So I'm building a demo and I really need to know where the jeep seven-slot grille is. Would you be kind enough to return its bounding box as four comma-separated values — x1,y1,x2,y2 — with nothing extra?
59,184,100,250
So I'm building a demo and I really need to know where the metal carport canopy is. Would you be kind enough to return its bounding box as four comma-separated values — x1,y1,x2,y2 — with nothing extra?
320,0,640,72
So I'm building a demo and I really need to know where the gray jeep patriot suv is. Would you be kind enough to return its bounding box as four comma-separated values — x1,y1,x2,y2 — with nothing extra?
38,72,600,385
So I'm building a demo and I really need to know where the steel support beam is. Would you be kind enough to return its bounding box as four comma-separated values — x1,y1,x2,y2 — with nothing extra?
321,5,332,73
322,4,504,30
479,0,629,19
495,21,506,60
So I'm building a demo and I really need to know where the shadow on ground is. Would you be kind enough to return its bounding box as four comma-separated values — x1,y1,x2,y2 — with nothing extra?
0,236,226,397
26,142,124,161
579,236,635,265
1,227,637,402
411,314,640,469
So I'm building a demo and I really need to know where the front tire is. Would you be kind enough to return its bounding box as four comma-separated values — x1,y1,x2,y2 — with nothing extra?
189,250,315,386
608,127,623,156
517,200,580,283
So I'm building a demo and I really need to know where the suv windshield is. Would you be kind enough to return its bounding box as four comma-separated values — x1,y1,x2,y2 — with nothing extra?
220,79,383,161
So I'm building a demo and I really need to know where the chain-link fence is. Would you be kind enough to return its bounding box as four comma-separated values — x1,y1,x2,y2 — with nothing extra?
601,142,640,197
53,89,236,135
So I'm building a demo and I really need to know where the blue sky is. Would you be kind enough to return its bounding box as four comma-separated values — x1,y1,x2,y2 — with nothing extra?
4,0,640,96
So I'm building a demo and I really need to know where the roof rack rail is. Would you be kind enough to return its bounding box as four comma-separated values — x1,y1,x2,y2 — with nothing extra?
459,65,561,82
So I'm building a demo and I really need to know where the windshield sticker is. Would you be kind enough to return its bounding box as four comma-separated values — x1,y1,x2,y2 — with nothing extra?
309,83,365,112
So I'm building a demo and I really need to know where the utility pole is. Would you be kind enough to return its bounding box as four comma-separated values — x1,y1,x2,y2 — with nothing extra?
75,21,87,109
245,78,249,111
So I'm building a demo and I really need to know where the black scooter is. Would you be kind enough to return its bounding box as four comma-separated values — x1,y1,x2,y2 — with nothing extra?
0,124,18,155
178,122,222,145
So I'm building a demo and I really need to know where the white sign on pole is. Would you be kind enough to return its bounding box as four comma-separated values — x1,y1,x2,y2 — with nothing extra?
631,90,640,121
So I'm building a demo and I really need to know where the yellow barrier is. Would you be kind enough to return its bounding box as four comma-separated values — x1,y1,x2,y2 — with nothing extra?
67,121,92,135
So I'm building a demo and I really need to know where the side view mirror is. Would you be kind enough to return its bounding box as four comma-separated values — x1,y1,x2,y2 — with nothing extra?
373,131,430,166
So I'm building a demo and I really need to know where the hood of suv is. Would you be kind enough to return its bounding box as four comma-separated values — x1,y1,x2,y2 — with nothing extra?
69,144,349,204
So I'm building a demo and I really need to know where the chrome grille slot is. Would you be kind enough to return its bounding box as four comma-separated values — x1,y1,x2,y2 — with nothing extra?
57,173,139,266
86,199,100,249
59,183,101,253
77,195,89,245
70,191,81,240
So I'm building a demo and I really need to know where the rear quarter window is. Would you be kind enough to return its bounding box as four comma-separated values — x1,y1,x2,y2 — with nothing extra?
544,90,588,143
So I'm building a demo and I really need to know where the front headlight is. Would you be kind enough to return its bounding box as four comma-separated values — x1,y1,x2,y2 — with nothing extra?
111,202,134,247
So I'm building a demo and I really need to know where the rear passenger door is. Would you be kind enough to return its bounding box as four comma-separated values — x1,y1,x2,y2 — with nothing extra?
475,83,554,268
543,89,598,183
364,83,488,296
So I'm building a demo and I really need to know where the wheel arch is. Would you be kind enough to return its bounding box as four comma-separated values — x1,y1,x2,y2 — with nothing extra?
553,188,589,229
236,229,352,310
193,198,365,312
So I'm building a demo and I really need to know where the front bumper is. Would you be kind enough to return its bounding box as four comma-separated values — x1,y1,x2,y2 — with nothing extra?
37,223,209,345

***

All of the entries are to be transcribed exactly.

> **REPLY TO THE EXERCISE**
So I'm building a demo and I really need to know where the jeep seven-slot grille is. Would you be kind enough to return its bounding box as four comma-separated values — x1,y1,x2,y2 — with nothing extra?
59,184,100,250
So I'm building a demo and I really need to know where the metal carport canopy is. Would you be kind enough to return its bounding box as four comma-separated values — x1,y1,x2,y2 — with nothing extra?
320,0,640,72
So I'm building a demo and I really need to know where the gray jeep patriot suv is. Would you be kind enough to return its bounding box as four comma-separated values — x1,y1,x2,y2 — with nothing extra?
38,72,600,385
So I'm building a demo and I really need to know where the steel support beam is. Would you be kind enough to return its bounding box as four comma-separated values — x1,y1,x2,y2 — with nothing extra?
321,5,332,73
322,4,504,30
479,0,629,19
495,21,506,60
So I'm building a demo and I really need to know where the shadow on ground is. Would you be kind enough to return its bounding box as four comma-separated values — x1,y1,x2,y2 — with nothing extra?
0,236,226,397
26,142,124,161
579,236,635,265
1,227,637,402
411,314,640,469
So I'm building a demo and I really need to know where the front tire is. Would you be kind enough to return its bounding box as four comma-separated values — x1,y1,x2,y2 — with nothing extra?
189,250,315,386
608,127,623,156
517,200,580,283
So I'm building a demo and I really need to know where the suv windshield is. Would you be kind enough to return its bounding box as four comma-separated values — x1,y1,x2,y2 — with nothing extra?
220,79,383,161
So I'm building a demo and I really need to know where the chain-link fence is. Would you be kind enough to return its bounding box as four comma-separated values — x1,y1,x2,y2 — with nothing extra?
601,142,640,197
53,89,236,135
So I'm building a demo and I really need to know where the blue sky is. Would you be kind enough to return its bounding box as four comma-separated values — x1,y1,x2,y2 — with nothing extra?
4,0,640,96
So I'm building a demo and I really need to know where the roof rack rail is. Would you be kind enough to return its bounding box as four comma-separated values — x1,y1,x2,y2 — with nothing extra?
459,65,561,82
So I'm building a demo and I really need to know where the windshield sticker is. Would you be kind enough to return its bounding box as four comma-separated values — x1,y1,x2,y2 — with nothing extra?
309,83,365,112
So I'm building a demo and I really need to know where the utility pole is. Would you be kind enough to return its bounding box as four comma-separated values — x1,y1,x2,y2 — with nothing extra?
75,21,87,109
245,78,249,111
So I'm building a demo and I really need to know where the black scooter is. Would you be kind enough to return its bounding box as four comma-separated values — x1,y1,x2,y2 — with nothing extra?
0,124,18,155
178,122,222,145
So I'm building a demo and I really need to know where the white sign on pole is. Would you be kind enough to return its bounding box as four comma-separated values — x1,y1,x2,y2 — with nothing extra?
631,90,640,121
So I'm building a demo and I really need to know where the yellow barrier is. Would you be kind enough to return its bounding box as four comma-separated values — x1,y1,x2,y2 — with nothing extra?
67,121,92,135
So I'm building a demo and I really need to know where the side view mirror is. Would you be kind enough to return its bounding box as four comma-separated values — x1,y1,x2,y2 — with nothing extra?
373,131,430,166
So I'm building a demo and I really need to know where the hood of suv is. Would you be kind enough to return its bounding box as four comma-separated values — x1,y1,x2,y2 — with nothing extra?
69,144,349,204
So I'm building a demo and I really need to know where the chrome grille slot is. Would you be kind enough to return its bounding box as four comma-separated values — x1,y1,x2,y2 — with nothing extra?
57,173,139,266
86,199,100,249
59,183,101,253
77,195,89,245
70,191,81,240
So I'm building a demo and I really need to know where the rear quarter window is. Would you be kind enough to return its bounding box as four comma-separated values — x1,y1,x2,y2 — with nothing extra?
544,90,588,143
So I'm building a demo and I really need to know where the front headlight is. Would you be kind enough to return its bounding box as four comma-separated values — x1,y1,x2,y2 — with nothing extra?
111,202,134,247
So I'm building a demo and I really need to know where the rear passenger door is. Would you be kind enough to return its bounding box as four comma-separated values — x1,y1,x2,y2 — with nothing extra?
475,83,554,268
543,89,598,183
364,83,488,296
So I'm building a demo and I really need to know where the wheel arch is. Would you be kind enough to return its bounding box as four comma-separated values — x1,y1,x2,y2 — with nothing extra?
553,188,589,229
236,229,352,310
193,198,365,312
So I'm building a demo and I really need to know where the front bumper is. Would you be kind enough to return its bounding box as four comma-separated values — x1,y1,x2,y2 — with nothing extra?
37,223,209,345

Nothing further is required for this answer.